> [EXTRACTED TEXT]:
——

HPC resource monitoring for users
Close Companion
While chatting with some colleagues, we discussed how some applications return unusual results, even though previous runs had produced the expected results. As they were discussing ways to tell whether applications were running correctly or incorrectly, I thought it would be great to get a snapshot of what was happening on all of the nodes involved in a job. I like to think of this as "application telemetry."
A simple search on "telemetry" [1] brings up a definition like "… the process of recording and transmitting the readings of an instrument." In this case, the instrument is the high-performance computing (HPC) system, and the readings are resource aspects of the system (e.g., CPU, memory, network and storage usage, etc.). Here, the telemetry is used to help the user understand what their application was doing during execution. The keyword in that last sentence is user . The case in point: The user has access to resource usage for their application to spot problems, prompting me to revisit Remora.

——

> [Entries from a point annotation set]:
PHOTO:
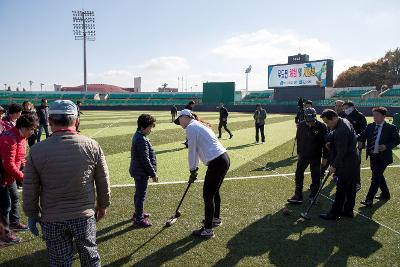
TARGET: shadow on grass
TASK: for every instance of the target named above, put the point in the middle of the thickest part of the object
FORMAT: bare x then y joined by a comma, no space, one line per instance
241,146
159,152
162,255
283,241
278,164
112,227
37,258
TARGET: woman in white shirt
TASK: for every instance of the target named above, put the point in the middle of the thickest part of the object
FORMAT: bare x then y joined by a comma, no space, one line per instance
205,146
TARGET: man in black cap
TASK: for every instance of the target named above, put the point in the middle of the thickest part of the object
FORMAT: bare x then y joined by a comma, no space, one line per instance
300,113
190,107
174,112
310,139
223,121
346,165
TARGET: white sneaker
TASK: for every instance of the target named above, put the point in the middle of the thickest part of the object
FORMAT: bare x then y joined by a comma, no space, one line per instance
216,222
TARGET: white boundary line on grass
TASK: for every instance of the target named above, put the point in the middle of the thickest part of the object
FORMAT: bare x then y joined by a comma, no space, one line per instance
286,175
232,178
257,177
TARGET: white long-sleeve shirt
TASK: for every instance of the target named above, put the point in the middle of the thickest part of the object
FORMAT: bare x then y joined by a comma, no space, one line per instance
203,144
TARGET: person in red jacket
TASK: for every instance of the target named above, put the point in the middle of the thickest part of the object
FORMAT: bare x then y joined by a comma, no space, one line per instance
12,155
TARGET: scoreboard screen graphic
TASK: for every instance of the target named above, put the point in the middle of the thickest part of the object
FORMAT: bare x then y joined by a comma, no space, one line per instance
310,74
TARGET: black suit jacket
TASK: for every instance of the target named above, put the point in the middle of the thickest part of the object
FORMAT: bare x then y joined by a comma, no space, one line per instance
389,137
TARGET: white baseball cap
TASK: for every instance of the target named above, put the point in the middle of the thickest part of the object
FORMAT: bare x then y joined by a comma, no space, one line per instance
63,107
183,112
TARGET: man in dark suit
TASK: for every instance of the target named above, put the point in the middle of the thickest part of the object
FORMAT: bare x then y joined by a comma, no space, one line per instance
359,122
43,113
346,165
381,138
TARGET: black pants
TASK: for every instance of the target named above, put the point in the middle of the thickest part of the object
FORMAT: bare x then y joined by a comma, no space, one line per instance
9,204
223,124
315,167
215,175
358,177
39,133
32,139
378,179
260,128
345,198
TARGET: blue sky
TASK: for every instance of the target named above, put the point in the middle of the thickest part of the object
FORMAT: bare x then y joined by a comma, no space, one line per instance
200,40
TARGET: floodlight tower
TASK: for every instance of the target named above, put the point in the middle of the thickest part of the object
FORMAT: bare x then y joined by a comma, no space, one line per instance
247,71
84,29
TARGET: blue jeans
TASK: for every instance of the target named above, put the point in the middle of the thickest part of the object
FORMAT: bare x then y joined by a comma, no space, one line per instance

——

> [REQUIREMENT 1]: Copy the part of the article on HPC resource monitoring that starts at "A simple search" and ends at "to revisit Remora.".
> [REQUIREMENT 2]: List the resource aspects of the system that the article on HPC resource monitoring gives as examples of the readings.
> [REQUIREMENT 3]: Based on the article on HPC resource monitoring, answer yes or no to each statement and quote the words that decide it: (a) The colleagues talked about applications giving unusual results even though earlier runs had given the expected ones. (b) Here, the instrument is the network. (c) The keyword in the sentence about helping the user understand their application is "telemetry."
Answer using only the article on HPC resource monitoring.

> [ANSWER 1]:
A simple search on "telemetry" [1] brings up a definition like "… the process of recording and transmitting the readings of an instrument." In this case, the instrument is the high-performance computing (HPC) system, and the readings are resource aspects of the system (e.g., CPU, memory, network and storage usage, etc.). Here, the telemetry is used to help the user understand what their application was doing during execution. The keyword in that last sentence is user . The case in point: The user has access to resource usage for their application to spot problems, prompting me to revisit Remora.

> [ANSWER 2]: CPU, memory, network, storage

> [ANSWER 3]:
(a) Yes: "we discussed how some applications return unusual results, even though previous runs had produced the expected results"
(b) No: "the instrument is the high-performance computing (HPC) system"
(c) No: "The keyword in that last sentence is user"